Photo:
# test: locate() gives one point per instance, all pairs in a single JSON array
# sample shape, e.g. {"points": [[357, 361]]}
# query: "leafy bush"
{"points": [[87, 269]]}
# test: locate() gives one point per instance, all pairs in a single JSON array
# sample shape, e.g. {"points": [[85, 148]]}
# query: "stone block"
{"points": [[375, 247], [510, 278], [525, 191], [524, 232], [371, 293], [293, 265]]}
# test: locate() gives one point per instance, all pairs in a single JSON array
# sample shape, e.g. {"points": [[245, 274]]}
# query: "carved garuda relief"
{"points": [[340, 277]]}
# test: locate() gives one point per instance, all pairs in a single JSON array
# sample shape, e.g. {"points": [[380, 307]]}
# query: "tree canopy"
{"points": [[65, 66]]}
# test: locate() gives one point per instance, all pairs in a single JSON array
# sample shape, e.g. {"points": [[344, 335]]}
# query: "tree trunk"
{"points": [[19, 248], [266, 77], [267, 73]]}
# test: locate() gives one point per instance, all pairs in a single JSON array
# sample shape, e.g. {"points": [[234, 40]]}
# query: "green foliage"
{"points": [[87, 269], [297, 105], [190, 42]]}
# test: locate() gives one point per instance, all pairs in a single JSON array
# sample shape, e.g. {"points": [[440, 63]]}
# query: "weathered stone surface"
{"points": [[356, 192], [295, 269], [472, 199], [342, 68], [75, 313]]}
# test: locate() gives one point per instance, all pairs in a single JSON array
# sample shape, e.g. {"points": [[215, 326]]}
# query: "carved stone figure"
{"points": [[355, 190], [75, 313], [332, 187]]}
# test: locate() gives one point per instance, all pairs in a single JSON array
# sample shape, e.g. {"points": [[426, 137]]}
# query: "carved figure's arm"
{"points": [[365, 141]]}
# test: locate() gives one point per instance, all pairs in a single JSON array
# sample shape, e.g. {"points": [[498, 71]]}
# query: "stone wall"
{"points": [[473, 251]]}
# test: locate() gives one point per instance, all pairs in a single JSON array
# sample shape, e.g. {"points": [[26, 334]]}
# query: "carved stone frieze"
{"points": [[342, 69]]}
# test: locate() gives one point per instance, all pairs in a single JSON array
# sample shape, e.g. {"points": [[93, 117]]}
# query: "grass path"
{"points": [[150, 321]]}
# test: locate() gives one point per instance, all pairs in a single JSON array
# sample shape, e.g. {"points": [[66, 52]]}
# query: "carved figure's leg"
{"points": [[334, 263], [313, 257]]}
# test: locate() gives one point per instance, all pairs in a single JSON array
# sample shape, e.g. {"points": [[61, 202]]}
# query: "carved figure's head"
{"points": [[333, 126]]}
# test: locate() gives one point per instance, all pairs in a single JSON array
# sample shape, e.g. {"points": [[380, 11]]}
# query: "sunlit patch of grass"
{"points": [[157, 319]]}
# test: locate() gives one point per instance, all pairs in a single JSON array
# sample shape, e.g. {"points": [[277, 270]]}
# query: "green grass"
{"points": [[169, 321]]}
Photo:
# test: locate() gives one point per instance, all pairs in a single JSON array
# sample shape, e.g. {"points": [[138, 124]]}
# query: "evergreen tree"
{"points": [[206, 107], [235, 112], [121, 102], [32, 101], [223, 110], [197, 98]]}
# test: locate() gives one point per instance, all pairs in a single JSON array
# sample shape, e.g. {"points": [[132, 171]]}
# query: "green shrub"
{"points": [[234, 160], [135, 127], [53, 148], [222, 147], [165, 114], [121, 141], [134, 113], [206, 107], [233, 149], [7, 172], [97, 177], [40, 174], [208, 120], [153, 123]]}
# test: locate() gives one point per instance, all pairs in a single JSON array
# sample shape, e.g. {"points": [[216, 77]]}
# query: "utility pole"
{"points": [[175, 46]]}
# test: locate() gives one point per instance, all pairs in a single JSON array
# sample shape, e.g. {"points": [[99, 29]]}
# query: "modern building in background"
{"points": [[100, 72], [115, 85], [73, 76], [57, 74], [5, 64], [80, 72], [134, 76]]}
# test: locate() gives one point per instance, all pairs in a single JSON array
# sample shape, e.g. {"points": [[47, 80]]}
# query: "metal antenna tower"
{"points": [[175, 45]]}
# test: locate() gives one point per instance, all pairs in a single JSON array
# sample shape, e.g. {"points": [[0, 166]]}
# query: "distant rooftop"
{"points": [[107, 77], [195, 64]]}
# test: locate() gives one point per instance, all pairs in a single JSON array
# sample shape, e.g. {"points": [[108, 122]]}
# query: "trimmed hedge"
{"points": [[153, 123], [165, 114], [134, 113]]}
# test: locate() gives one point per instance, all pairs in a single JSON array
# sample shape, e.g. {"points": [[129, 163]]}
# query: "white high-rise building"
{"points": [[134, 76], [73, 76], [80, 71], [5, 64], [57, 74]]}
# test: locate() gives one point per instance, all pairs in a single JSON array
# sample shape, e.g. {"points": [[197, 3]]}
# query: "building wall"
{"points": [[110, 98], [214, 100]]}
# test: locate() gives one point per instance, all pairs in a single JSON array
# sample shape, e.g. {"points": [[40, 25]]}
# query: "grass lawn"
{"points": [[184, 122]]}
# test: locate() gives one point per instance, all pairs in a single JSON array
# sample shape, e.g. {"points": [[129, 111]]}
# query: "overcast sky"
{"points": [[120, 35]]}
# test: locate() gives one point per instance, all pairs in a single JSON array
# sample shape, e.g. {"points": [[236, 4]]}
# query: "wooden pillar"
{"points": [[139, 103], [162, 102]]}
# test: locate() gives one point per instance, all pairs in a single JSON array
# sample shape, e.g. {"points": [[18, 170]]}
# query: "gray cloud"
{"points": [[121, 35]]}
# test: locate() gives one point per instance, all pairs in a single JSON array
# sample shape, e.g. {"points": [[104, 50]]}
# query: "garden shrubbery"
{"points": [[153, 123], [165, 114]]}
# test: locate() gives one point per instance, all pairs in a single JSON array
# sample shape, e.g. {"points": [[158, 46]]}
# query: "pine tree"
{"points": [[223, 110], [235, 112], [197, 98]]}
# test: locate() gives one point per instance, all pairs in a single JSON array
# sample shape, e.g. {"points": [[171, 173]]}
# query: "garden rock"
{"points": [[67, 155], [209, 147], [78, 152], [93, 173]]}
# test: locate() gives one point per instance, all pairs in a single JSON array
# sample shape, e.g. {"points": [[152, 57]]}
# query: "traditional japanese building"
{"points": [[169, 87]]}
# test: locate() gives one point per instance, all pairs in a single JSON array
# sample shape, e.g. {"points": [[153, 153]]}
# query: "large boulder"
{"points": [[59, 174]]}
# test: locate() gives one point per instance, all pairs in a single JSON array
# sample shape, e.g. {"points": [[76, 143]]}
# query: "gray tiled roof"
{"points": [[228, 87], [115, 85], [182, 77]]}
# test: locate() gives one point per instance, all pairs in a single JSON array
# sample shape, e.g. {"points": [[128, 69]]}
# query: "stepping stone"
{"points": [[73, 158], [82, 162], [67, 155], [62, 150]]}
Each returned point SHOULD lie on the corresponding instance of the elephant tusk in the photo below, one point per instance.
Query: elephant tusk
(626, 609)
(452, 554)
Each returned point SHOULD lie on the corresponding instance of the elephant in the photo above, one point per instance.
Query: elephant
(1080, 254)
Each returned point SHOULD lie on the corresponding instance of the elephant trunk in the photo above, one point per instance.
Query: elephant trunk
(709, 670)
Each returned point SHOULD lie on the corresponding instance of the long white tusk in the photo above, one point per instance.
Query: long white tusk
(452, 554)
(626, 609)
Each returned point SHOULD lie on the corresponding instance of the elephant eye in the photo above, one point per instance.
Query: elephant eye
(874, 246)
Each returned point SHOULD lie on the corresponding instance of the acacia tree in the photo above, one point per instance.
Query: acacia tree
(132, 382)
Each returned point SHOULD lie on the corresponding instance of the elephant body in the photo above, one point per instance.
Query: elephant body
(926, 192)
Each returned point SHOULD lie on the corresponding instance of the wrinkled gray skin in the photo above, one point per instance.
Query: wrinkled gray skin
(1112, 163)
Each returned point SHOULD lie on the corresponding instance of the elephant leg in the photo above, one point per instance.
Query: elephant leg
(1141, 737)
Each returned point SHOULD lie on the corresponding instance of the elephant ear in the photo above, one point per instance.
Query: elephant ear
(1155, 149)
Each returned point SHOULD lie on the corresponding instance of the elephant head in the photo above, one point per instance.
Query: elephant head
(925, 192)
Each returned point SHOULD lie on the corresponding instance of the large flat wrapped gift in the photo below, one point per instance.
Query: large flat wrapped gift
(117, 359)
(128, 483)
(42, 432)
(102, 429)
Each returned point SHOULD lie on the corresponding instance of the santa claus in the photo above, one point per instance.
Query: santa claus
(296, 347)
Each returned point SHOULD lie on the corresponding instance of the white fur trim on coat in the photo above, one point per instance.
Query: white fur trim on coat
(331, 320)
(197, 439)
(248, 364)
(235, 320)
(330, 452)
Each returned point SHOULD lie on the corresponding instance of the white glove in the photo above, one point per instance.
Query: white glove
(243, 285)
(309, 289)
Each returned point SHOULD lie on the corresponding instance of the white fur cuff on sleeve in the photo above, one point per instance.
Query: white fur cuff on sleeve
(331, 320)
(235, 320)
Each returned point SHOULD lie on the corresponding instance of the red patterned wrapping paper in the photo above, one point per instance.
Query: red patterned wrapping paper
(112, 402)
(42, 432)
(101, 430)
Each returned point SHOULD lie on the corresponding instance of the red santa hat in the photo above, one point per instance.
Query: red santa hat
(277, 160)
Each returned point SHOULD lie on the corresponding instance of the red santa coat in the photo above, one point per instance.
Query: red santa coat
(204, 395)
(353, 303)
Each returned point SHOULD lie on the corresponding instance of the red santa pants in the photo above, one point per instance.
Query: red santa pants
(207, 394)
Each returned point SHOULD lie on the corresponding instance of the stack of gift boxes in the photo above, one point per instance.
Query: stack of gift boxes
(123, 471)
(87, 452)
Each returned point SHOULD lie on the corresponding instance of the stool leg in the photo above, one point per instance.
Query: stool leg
----------
- **Required work**
Please state the number of lines above that hold the string "stool", with nothing else added.

- **Answer section**
2